• _EXERCISE_:
Identify each line in the items below that contains the string "Query" and copy those lines.

■ ■ ■

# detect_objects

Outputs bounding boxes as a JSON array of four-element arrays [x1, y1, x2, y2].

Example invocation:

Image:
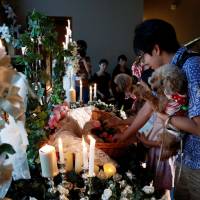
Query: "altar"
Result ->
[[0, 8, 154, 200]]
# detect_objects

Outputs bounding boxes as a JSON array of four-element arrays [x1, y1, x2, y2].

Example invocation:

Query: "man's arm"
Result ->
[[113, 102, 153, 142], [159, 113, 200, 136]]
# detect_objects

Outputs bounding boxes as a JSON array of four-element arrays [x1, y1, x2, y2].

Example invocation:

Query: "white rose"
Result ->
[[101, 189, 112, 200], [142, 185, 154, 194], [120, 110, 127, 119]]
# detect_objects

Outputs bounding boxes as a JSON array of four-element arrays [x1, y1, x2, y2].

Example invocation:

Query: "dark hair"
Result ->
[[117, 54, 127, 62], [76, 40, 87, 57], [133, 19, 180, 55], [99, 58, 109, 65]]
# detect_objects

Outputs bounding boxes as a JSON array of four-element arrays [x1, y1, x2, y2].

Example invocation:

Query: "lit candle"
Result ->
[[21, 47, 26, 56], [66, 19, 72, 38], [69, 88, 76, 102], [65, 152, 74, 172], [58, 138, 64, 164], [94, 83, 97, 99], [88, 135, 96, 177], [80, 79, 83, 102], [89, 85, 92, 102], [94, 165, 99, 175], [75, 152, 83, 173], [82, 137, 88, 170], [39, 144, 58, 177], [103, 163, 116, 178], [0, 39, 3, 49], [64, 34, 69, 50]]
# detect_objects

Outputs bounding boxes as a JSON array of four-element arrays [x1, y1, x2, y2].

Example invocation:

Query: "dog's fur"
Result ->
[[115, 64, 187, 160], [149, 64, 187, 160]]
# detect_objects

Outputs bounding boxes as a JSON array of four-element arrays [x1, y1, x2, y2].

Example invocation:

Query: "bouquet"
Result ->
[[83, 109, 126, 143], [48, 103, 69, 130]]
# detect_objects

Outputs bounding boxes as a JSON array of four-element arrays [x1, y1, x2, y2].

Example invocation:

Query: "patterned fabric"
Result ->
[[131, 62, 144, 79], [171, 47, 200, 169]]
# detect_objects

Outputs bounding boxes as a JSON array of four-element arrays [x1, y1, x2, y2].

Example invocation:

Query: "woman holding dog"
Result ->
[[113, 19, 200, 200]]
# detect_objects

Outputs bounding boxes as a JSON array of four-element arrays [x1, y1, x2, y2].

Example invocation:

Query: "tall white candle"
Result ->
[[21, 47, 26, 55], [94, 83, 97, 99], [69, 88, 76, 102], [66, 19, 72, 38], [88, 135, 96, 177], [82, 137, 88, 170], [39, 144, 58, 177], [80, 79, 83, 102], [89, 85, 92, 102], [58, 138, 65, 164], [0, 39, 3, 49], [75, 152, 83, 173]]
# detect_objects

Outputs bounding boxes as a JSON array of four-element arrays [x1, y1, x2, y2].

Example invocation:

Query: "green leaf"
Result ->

■ ■ ■

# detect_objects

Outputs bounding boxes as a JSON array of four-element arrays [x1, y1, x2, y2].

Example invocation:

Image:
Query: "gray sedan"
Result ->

■ ■ ■

• _RESPONSE BELOW_:
Query: "altar"
Query: "man's arm"
Query: "white rose"
Query: "dark hair"
Query: "lit candle"
Query: "dog's fur"
Query: "bouquet"
Query: "patterned fabric"
Query: "woman holding dog"
Query: "tall white candle"
Query: "green leaf"
Query: "gray sedan"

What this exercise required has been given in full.